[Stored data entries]
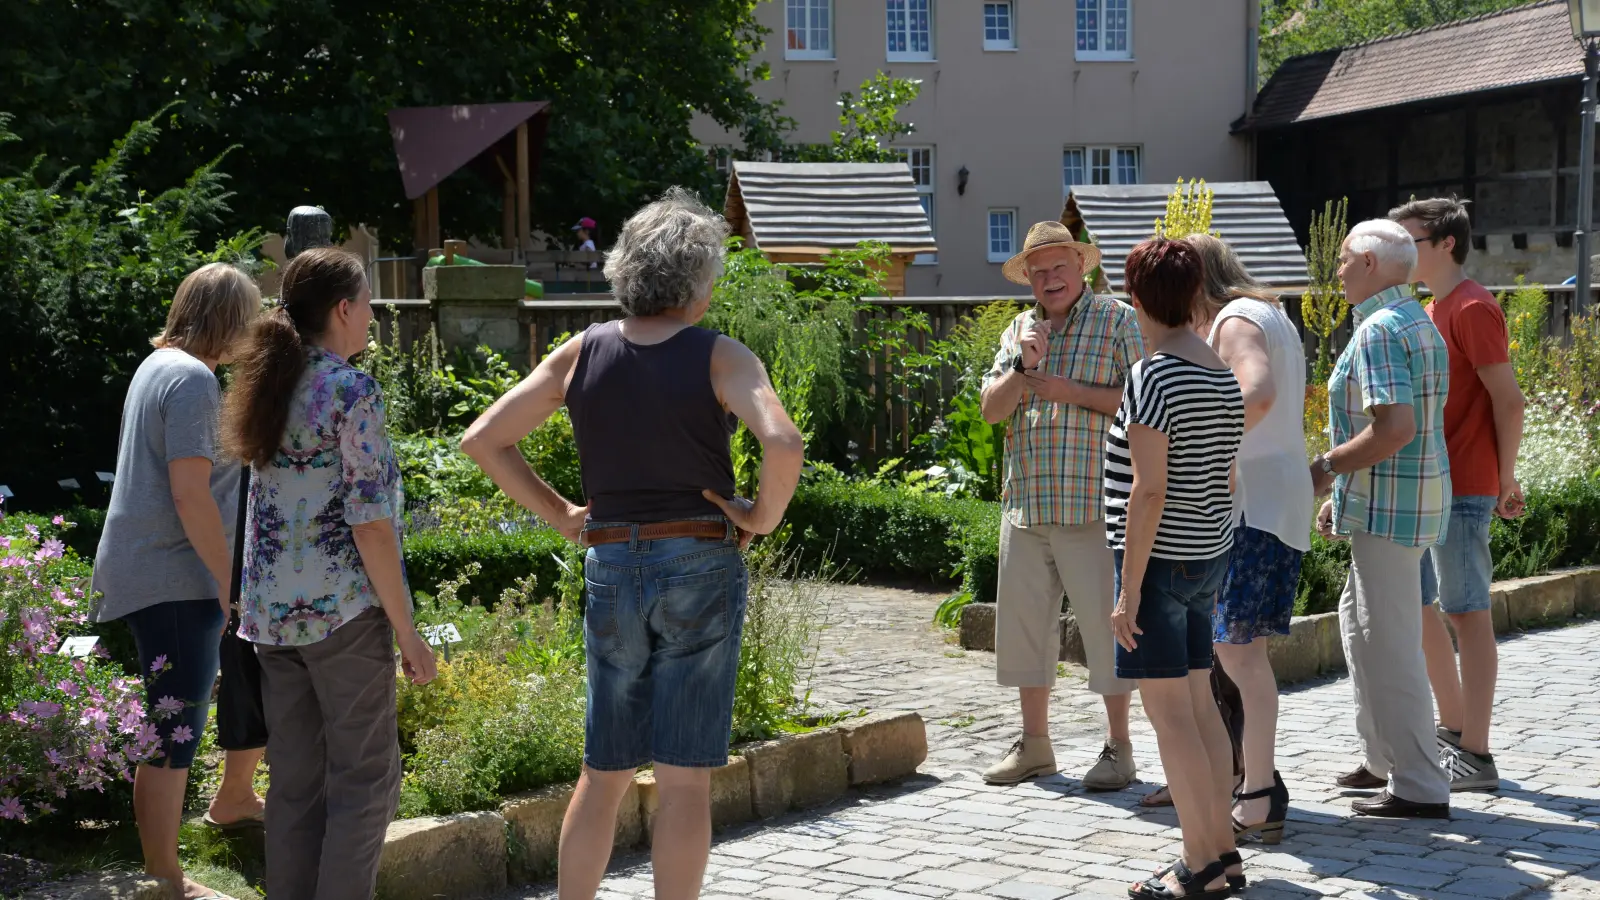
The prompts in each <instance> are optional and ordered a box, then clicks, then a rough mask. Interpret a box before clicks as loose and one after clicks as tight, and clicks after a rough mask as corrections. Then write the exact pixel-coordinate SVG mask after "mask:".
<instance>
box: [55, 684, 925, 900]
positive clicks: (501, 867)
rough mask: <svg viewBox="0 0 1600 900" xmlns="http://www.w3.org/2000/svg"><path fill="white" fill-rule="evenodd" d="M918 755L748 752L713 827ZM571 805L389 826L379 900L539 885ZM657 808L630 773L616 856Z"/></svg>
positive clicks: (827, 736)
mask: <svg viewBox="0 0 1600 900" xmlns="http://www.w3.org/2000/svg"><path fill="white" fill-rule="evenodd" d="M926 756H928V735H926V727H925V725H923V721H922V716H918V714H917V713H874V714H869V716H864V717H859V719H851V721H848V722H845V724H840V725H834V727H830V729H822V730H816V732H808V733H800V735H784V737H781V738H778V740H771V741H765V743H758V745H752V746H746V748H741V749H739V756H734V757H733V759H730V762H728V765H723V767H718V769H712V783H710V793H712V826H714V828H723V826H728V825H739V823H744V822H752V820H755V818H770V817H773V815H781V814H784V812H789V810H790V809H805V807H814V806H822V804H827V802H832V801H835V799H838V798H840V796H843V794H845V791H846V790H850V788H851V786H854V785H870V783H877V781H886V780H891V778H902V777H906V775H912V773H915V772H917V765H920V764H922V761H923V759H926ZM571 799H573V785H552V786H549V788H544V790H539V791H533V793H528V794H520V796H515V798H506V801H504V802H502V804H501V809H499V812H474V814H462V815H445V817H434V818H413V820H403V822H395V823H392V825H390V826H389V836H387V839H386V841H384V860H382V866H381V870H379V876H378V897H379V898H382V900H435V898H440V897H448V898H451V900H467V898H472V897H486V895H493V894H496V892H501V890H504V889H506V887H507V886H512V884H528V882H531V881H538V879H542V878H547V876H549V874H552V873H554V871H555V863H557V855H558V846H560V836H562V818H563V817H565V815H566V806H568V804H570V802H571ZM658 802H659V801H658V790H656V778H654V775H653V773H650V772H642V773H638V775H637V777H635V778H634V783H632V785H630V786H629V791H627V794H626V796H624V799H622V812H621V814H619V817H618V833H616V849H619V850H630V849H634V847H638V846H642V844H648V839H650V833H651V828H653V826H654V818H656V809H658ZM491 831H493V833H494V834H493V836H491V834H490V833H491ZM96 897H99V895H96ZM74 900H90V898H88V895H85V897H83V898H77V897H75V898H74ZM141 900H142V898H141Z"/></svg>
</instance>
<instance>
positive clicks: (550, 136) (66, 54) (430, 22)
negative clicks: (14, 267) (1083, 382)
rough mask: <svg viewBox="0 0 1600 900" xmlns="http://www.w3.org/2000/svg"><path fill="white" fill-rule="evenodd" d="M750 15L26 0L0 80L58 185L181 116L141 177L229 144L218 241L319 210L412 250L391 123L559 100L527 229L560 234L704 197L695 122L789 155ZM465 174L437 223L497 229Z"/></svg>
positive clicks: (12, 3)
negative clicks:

→ **Instructions for the task**: Rewrite the records above, replacing every "rough mask" with "coarse mask" and leaving everything else unchanged. Leave the pictures out of your version.

→ **Output of the exercise**:
The prompts in each <instance> are optional and ordered a box, then clicks, then a coarse mask. Interpret a box before clicks as loose and one after clicks as tight, and clicks after a coarse mask as corrections. Then write the exact pixel-coordinate SVG mask after "mask:".
<instance>
box: [55, 684, 925, 900]
positive clicks: (501, 867)
coarse mask: <svg viewBox="0 0 1600 900" xmlns="http://www.w3.org/2000/svg"><path fill="white" fill-rule="evenodd" d="M918 755L748 752L713 827ZM571 805L389 826L379 900L539 885ZM657 808L630 773L616 856Z"/></svg>
positive clicks: (827, 736)
mask: <svg viewBox="0 0 1600 900" xmlns="http://www.w3.org/2000/svg"><path fill="white" fill-rule="evenodd" d="M926 756H928V735H926V727H925V725H923V721H922V716H918V714H917V713H874V714H869V716H864V717H859V719H851V721H848V722H845V724H840V725H834V727H830V729H822V730H816V732H808V733H800V735H784V737H781V738H778V740H771V741H765V743H758V745H752V746H746V748H741V749H739V756H734V757H733V759H730V762H728V765H723V767H718V769H712V783H710V793H712V826H714V828H723V826H728V825H739V823H744V822H752V820H755V818H770V817H773V815H781V814H784V812H789V810H790V809H805V807H814V806H822V804H827V802H832V801H835V799H838V798H840V796H843V794H845V791H846V790H850V788H851V786H854V785H870V783H877V781H886V780H891V778H902V777H906V775H912V773H915V772H917V765H920V764H922V761H923V759H926ZM571 799H573V785H552V786H549V788H544V790H539V791H533V793H528V794H520V796H515V798H506V801H504V802H502V804H501V809H499V812H474V814H462V815H445V817H434V818H413V820H403V822H395V823H392V825H390V826H389V836H387V839H386V841H384V860H382V866H381V870H379V876H378V897H379V898H382V900H435V898H440V897H448V898H451V900H467V898H472V897H486V895H493V894H496V892H501V890H504V889H506V887H507V886H512V884H528V882H531V881H538V879H542V878H547V876H549V874H552V873H554V871H555V863H557V855H558V846H560V836H562V818H563V817H565V815H566V806H568V804H570V802H571ZM658 802H659V801H658V790H656V778H654V775H653V773H650V772H642V773H638V775H637V777H635V778H634V783H632V785H630V786H629V791H627V794H626V796H624V799H622V812H621V814H619V817H618V833H616V849H619V850H630V849H634V847H638V846H642V844H648V839H650V833H651V828H653V826H654V818H656V809H658ZM491 831H493V833H494V834H493V836H491V834H490V833H491ZM96 897H99V895H96ZM74 900H90V898H88V895H85V897H83V898H77V897H75V898H74ZM141 900H142V898H141Z"/></svg>
</instance>
<instance>
positive clicks: (550, 136) (66, 54) (430, 22)
negative clicks: (14, 267) (1083, 382)
coarse mask: <svg viewBox="0 0 1600 900" xmlns="http://www.w3.org/2000/svg"><path fill="white" fill-rule="evenodd" d="M750 15L26 0L0 80L58 185L181 116L141 177L229 144L218 241L319 210L412 250L391 123L559 100L527 229L560 234L704 197L695 122L789 155ZM465 174L437 223L497 229Z"/></svg>
positive clicks: (12, 3)
negative clicks:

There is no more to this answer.